**Assigned task:**
When you copy the listing, reproduce each line as it appears and omit every image.
▼
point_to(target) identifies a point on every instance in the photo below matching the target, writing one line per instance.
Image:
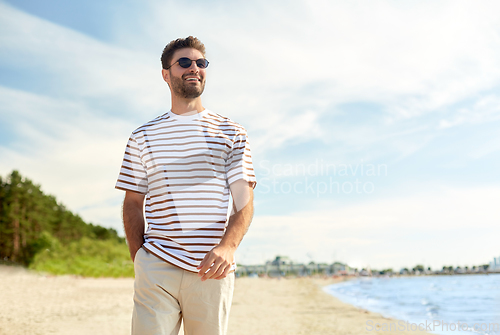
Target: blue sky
(374, 125)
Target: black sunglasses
(185, 62)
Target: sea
(457, 304)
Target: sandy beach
(36, 304)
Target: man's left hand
(219, 261)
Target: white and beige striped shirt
(184, 165)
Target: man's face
(185, 83)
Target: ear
(166, 75)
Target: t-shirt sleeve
(239, 163)
(132, 173)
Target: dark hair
(180, 43)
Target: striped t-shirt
(184, 165)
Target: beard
(182, 89)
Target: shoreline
(43, 304)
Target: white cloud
(77, 66)
(63, 146)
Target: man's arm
(133, 221)
(222, 256)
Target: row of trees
(31, 220)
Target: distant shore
(39, 304)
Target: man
(185, 164)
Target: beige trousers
(165, 295)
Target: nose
(193, 67)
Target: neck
(182, 106)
▲
**Reply:**
point_to(target) identifies a point on every instance in the photo below matching the target, writing one line per instance.
Image:
Target: blue sky
(374, 125)
Target: black sunglasses
(185, 62)
Target: sea
(457, 304)
Target: sandy beach
(36, 304)
Target: man's left hand
(219, 261)
Target: white and beige striped shirt
(184, 165)
Target: man's face
(185, 83)
Target: ear
(166, 75)
Target: t-shirt sleeve
(239, 163)
(132, 173)
Target: dark hair
(180, 43)
Target: striped t-shirt
(184, 165)
Target: beard
(182, 89)
Target: shoreline
(43, 304)
Target: white cloud
(77, 66)
(63, 146)
Target: man's arm
(133, 221)
(222, 256)
Target: row of trees
(31, 220)
Target: distant shore
(39, 304)
Target: man
(185, 164)
Target: beige trousers
(165, 295)
Target: nose
(193, 67)
Target: neck
(182, 106)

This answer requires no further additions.